*Selected extract*.
____________
Summer Holidays is my favourite time of the year, because it is when I can truly relax, sit down and catch up on reading! In Australia, we are always spoilt for choice with our summer reading, because it coincides with the end-of-year publishing bonanza – when many great titles are launched in time for the festive gifting season. Here are some holiday-reading goodies to look forward to:
Twas the Nightshift Before Christmas by Adam Kay
Twas the Nightshift Before Christmas follows writer and comedian Adam Kay through six festive seasons on hospital wards, during his time as a junior doctor in the NHS. Adam’s brilliant storytelling highlights the humour and heartbreak in the human dramas that occur daily in a busy city hospital – and his background as a doctor gives a particularly insightful perspective. And it being the silly season, readers will learn more than they’ll ever need to know about the inappropriate uses of various orifices…. Twas the Nightshift Before Christmas is a very impressive sequel to This is Going to Hurt: Secret Diaries of a Junior Doctor, which spent a whopping 52 weeks at No.1.
Calypso by David Sedaris
Calypso is the latest of David Sedaris’ distinctive diary-essays – his tenth collection. Need I say more? This time, the action revolves around Sea Section, David and his husband’s cottage on the North Carolina coast, where the Sedaris clan gathers for Thanksgivings and summer vacations. Here, enforced communal living plus idiosyncratic relatives equals anecdotes that become family lore; but this time, the weird and funny stories are darker and bleaker, as they explore middle-age, mortality, and grief. David Sedaris always impresses with how skilfully he evolves a story from seemingly meaningless minutiae into deeply personal and moving reflections. Read Calypso before he arrives in Australia for his speaking tour in early 2020.
Trick Mirror: Reflections on Self-Delusion by Jia Tolentino
Jia Tolentino is a staff writer for the New Yorker, who honed her craft on the internet; she often writes about how the rise of the internet has influenced and induced our collective anxieties. For many readers, she is The Guide to how to live and survive in this hyper-connected, technology-facilitated culture. Trick Mirror is her debut collection of nine interlinked essays, on identity, feminism, politics and the internet. Drawing on wide-ranging topics including her own coming of age, celebrity culture and the wedding industry, and armed with beautiful crystalline language, Jia Tolentino works her way towards explaining what she thinks and how she feels about life, the world, and herself.
____________
*Tasks to complete*.
a - List each book the summer reading list above recommends, along with its author.
b - Carry the summer reading list above forward from its last sentence.

*Recorded information*.
____________
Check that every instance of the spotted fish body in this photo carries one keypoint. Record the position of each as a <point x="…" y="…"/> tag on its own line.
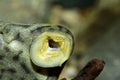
____________
*Answers below*.
a -
- Twas the Nightshift Before Christmas by Adam Kay
- Calypso by David Sedaris
- Trick Mirror: Reflections on Self-Delusion by Jia Tolentino

b -
Tall Tales and Wee Stories by Billy Connolly
Tall Tales and Wee Stories is a collection of Billy Connolly’s best and most popular work, including stories, comedy routines (such as Jojoba Shampoo and Incontinence Pants), and drawings. In over 50 years of performing, he never prepared scripts, preferring to craft his tales live in front of an audience; now that he has retired from live standup comedy, Billy Connolly has finally written his stories down. Whether he’s riffing on the mundanities of life, or talking about the bigger issues of sex, politics or religion, Billy Connolly always brings an endearing sense of the absurd to the most outrageous or profane topics – and thus gets away with saying anything he damn well pleases.
Dead at First Sight by Peter James
“You don’t know me, but I thought I knew you” – photos of a handsome motivational speaker have been used to scam unsuspecting women across multiple online dating sites. The woman who discovered this con then apparently committed suicide. Meanwhile, two retirees came away from the airport disappointed, after their online girlfriends failed to arrive from overseas. Both men have sent their girlfriends large sums of money prior to the trip; neither women arrived because they did not exist. These people are all victims of a global dating scam, whose masterminds won’t hesitate to murder anyone trying to expose them. The race is on for Detective Superintendent Roy Grace to catch the scammers and stop the killings. Inspired by recent news headlines, Dead at First Sight is both a fast-paced thriller and a cautionary tale.
Me by Elton John
Hot on the heels of the movie Rocketman comes Elton John’s first autobiography – the real stories in his own words. Elton’s life may have followed the classic rockstar trajectory – unhappy childhood, successes and excesses, culminating in redemption and inner peace – but its telling has been elevated by Elton’s exuberant, candid voice. He’s not afraid to laugh at himself, and has fun admitting to his own bad behaviour, “I’m perfectly aware how ridiculous my life is, and perfectly aware what an arsehole I look like when I lose my temper over nothing”. That Elton is his own best storyteller is the delightful surprise of this book. Full of salacious, hilarious stories and crammed with famous names, Me by Elton John is the perfect holiday read.